Extracted text:
- Opening Delimiter -

“Boris! Boris! Boris!” The few hundred Conservative activists gathered at the National Army Museum in Chelsea on Tuesday evening were going wild. Their hero was back! Boris Johnson, the newspaper columnist, father-of-many and law-making, law-breaking prime minister had come to save them from the Labour hordes. Everything would be like it used to be.
He looked pale for a man who has just come back from a Mediterranean holiday. Maybe he spent it stuck in the hotel, hammering away at his memoir, trying to remember which of the people around him had sadly let him down at each particular disaster. It was still him, though: there was the trademark running of the hands through the hair, even if he does seem to have been cured of the arse-scratching. Has Carrie had him wormed?
The return of the Great Blonde One, at the last possible moment, is a sign of just how badly things are going
The speech was his standard stuff, but the crowd lapped it up. It was the old religion, not the weak brew they’ve become used to. Minutes earlier, Michael Gove had urged them to be proud of their party’s achievements in government, and been greeted with applause that suggested the crowd, like the rest of the country, was struggling to recall what these might be. Now Johnson bellowed “we got Brexit done!” and they all cheered.
Officially, he was there to help. It was a good thing we knew this, because otherwise it would have looked like he was doing his very best to undermine his successor. He mentioned Rishi Sunak only once, in passing, right at the start of the speech. He attacked Keir Starmer at length, but the actual Conservative prime minister standing in this election was essentially ignored. Let’s be generous, and assume he feels Sunak’s virtues are so obvious they don’t need to be mentioned. Or perhaps he forgot that page of his speech. Instead, Johnson chided the audience for having forgotten all the great things he had done, as though someone hadn’t been reminding them. His message was supposed to be “Vote Conservative”, but it sounded a lot like “Bring Back Boris”.
“It was the British government” that had delivered a Covid vaccine, he told them. “It was the Brexit government! It was a Conservative government!” Suddenly they remembered they were the good guys, the heroes of their own narrative. Johnson has always excelled at making Conservatives feel good about being Conservative. Did he in the past, with increasing frequency, also make them feel ashamed of it? Well, all of that was forgotten now.
Labour, he warned them, was “pregnant with horrors”. The women in the room tittered: the naughty man had said a sex word! Reform? They were nothing but a bunch of suck-ups to Russia! “Don’t let the Putinistas deliver the Corbynistas!” he yelled. Journalists scribbled it down. Such a good line! Do Corbynistas support Labour these days? Details!
But though the audience, who had begun the evening embattled and beaten, were now cheering, this was not Gandalf arriving at Helm’s Deep, or Blucher appearing over the horizon at Waterloo. The return of the Great Blonde One, at the last possible moment, is a sign of just how badly things are going. Among people who aren’t actual party members, he is, politely, a controversial figure. His presence suggests Tory strategists believe that every voter with negative associations of Johnson is already lost to them. They’re now trying to protect the very centre of the core vote.

- Closing Delimiter -

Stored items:
- Opening Delimiter -

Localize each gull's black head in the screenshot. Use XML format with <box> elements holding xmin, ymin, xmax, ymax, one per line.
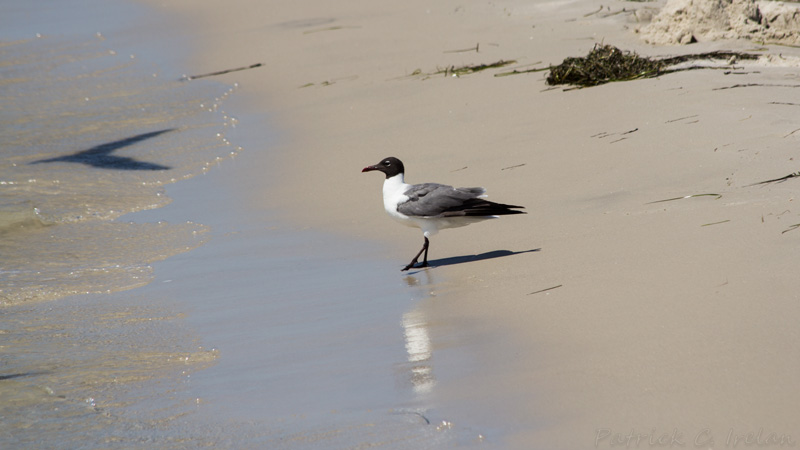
<box><xmin>361</xmin><ymin>156</ymin><xmax>405</xmax><ymax>178</ymax></box>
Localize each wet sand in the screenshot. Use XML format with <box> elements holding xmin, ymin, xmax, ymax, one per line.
<box><xmin>144</xmin><ymin>1</ymin><xmax>800</xmax><ymax>448</ymax></box>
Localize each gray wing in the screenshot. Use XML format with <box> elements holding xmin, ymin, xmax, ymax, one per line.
<box><xmin>397</xmin><ymin>183</ymin><xmax>486</xmax><ymax>217</ymax></box>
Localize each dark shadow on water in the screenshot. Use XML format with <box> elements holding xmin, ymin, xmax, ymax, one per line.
<box><xmin>409</xmin><ymin>248</ymin><xmax>542</xmax><ymax>275</ymax></box>
<box><xmin>0</xmin><ymin>372</ymin><xmax>50</xmax><ymax>381</ymax></box>
<box><xmin>31</xmin><ymin>128</ymin><xmax>175</xmax><ymax>170</ymax></box>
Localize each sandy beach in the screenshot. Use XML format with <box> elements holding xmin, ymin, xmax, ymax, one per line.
<box><xmin>141</xmin><ymin>1</ymin><xmax>800</xmax><ymax>449</ymax></box>
<box><xmin>7</xmin><ymin>0</ymin><xmax>800</xmax><ymax>449</ymax></box>
<box><xmin>148</xmin><ymin>1</ymin><xmax>800</xmax><ymax>449</ymax></box>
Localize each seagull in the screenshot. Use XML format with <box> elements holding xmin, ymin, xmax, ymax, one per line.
<box><xmin>361</xmin><ymin>156</ymin><xmax>525</xmax><ymax>271</ymax></box>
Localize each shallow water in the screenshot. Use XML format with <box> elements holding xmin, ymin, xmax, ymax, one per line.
<box><xmin>0</xmin><ymin>13</ymin><xmax>238</xmax><ymax>304</ymax></box>
<box><xmin>0</xmin><ymin>0</ymin><xmax>478</xmax><ymax>449</ymax></box>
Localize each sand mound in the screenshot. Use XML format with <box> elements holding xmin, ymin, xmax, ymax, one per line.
<box><xmin>639</xmin><ymin>0</ymin><xmax>800</xmax><ymax>45</ymax></box>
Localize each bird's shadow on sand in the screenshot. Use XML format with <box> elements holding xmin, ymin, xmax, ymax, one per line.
<box><xmin>409</xmin><ymin>248</ymin><xmax>542</xmax><ymax>275</ymax></box>
<box><xmin>30</xmin><ymin>128</ymin><xmax>175</xmax><ymax>170</ymax></box>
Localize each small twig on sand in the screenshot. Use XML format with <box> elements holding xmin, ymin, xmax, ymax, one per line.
<box><xmin>443</xmin><ymin>42</ymin><xmax>481</xmax><ymax>53</ymax></box>
<box><xmin>745</xmin><ymin>172</ymin><xmax>800</xmax><ymax>187</ymax></box>
<box><xmin>781</xmin><ymin>223</ymin><xmax>800</xmax><ymax>234</ymax></box>
<box><xmin>645</xmin><ymin>194</ymin><xmax>722</xmax><ymax>205</ymax></box>
<box><xmin>528</xmin><ymin>284</ymin><xmax>563</xmax><ymax>295</ymax></box>
<box><xmin>183</xmin><ymin>63</ymin><xmax>263</xmax><ymax>81</ymax></box>
<box><xmin>700</xmin><ymin>219</ymin><xmax>731</xmax><ymax>227</ymax></box>
<box><xmin>500</xmin><ymin>163</ymin><xmax>525</xmax><ymax>170</ymax></box>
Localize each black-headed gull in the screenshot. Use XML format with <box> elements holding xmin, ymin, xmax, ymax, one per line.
<box><xmin>362</xmin><ymin>156</ymin><xmax>525</xmax><ymax>271</ymax></box>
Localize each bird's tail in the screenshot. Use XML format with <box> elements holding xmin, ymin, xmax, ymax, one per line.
<box><xmin>442</xmin><ymin>198</ymin><xmax>526</xmax><ymax>217</ymax></box>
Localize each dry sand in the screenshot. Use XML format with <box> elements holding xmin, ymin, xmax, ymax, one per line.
<box><xmin>152</xmin><ymin>0</ymin><xmax>800</xmax><ymax>449</ymax></box>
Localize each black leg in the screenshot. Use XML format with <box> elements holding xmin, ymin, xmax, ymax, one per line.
<box><xmin>401</xmin><ymin>237</ymin><xmax>430</xmax><ymax>272</ymax></box>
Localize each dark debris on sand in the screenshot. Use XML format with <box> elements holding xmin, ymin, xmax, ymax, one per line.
<box><xmin>547</xmin><ymin>44</ymin><xmax>758</xmax><ymax>86</ymax></box>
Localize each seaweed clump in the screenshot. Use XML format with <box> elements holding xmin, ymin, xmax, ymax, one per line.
<box><xmin>547</xmin><ymin>44</ymin><xmax>665</xmax><ymax>86</ymax></box>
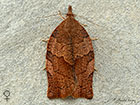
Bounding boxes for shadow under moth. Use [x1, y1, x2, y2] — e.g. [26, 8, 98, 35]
[46, 6, 94, 99]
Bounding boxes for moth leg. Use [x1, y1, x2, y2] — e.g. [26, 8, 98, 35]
[91, 38, 98, 40]
[58, 11, 65, 20]
[42, 39, 49, 43]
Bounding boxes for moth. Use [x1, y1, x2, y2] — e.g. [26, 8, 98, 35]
[46, 6, 94, 99]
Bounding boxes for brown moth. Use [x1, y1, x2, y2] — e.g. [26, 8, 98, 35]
[46, 6, 94, 99]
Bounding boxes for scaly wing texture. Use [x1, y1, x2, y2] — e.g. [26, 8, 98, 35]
[46, 17, 94, 99]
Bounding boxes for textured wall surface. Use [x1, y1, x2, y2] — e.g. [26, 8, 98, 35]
[0, 0, 140, 105]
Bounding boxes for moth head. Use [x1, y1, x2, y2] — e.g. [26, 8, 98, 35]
[66, 5, 75, 17]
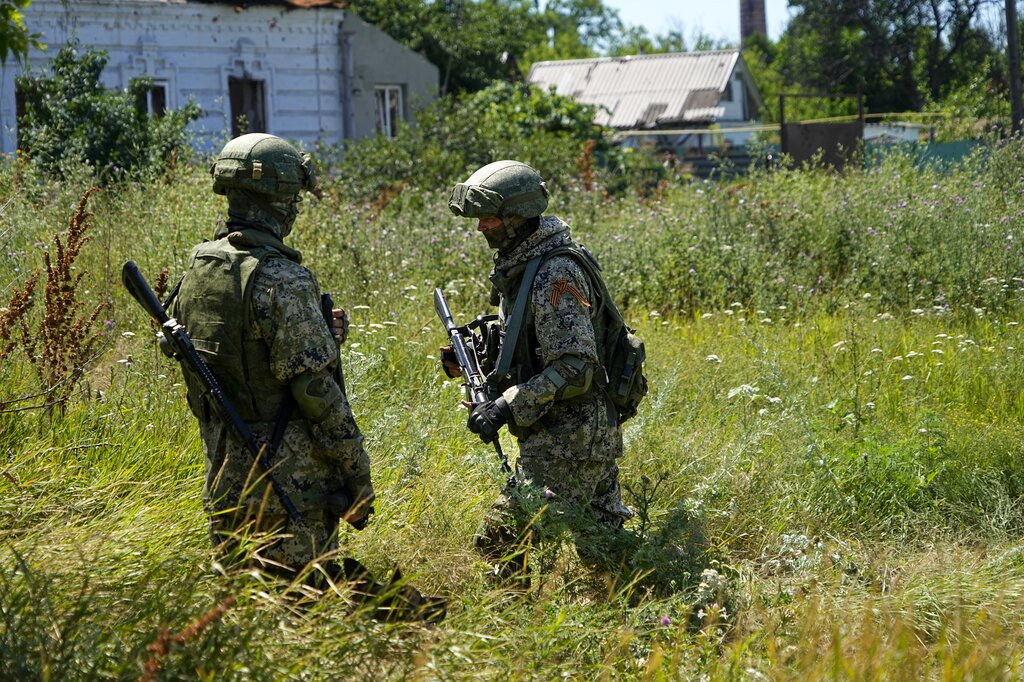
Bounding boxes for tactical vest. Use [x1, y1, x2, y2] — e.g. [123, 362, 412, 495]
[487, 243, 647, 423]
[490, 243, 605, 399]
[172, 238, 290, 423]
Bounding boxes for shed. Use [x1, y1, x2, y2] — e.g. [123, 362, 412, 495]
[0, 0, 438, 153]
[527, 50, 763, 149]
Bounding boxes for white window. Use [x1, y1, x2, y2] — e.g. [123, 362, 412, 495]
[143, 81, 167, 119]
[227, 76, 266, 137]
[374, 85, 404, 137]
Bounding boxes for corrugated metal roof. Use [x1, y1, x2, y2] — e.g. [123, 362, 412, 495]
[527, 50, 739, 129]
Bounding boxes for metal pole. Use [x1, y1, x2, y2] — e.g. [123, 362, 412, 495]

- Closing Delimiter -

Exercise instructions:
A. Which words does the article on Boris Johnson's campaign speech quote Johnson himself as saying? List each quoted passage.
B. Carry on the article on Boris Johnson's campaign speech, picking up after its final sentence.

Answers to the exercises:
A.
- "we got Brexit done!"
- "It was the British government"
- "It was the Brexit government! It was a Conservative government!"
- "pregnant with horrors"
- "Don't let the Putinistas deliver the Corbynistas!"

B.
Johnson left before Sunak came on, so they didn’t share a stage. Was that out of a Sunak fear that a joint photo would be damaging, or because Johnson refused to do one? “I’ve got to thank Boris for being here, thank him for his support,” the prime minister began. He too gave his standard speech, apologising vaguely to voters for the state of the country. “I’m not blind to their frustrations with me, with our party,” he said. “We haven’t got everything right.” Although, as the echoing cheers for the man who had just quit the stage showed, neither Sunak nor anyone else present was sure exactly what it was that they had got wrong.
Two years ago Sunak stuck the knife into Johnson while trying to pretend he wasn’t
It was a fittingly pathetic end to his time as prime minister. Perhaps the saddest remark of the evening had come earlier, when Gove assured the audience that “at the heart of Rishi is a moral core that is unbendable.” Is there? How does this manifest itself? On Friday it will be two years since Sunak brought Johnson down by resigning from his government. That act should have been career-defining, but Sunak avoids talking about it, like a man trying to forget an affair. His approach to the entire Johnson time in office is to pretend it didn’t happen while apologising that it did.
Now that confusion in his “moral core” had been made flesh: they had been in the same place at same time, but not together. Boris had been present, but Rishi had not been involved. Two years ago Sunak stuck the knife into Johnson while trying to pretend he wasn’t. Now he had begged for the other man’s help, and not really got it. Before a small gathering of the most loyal followers, we were witnessing the Conservative Party finally collapse under its own contradictions. If only someone had warned them that they were like this.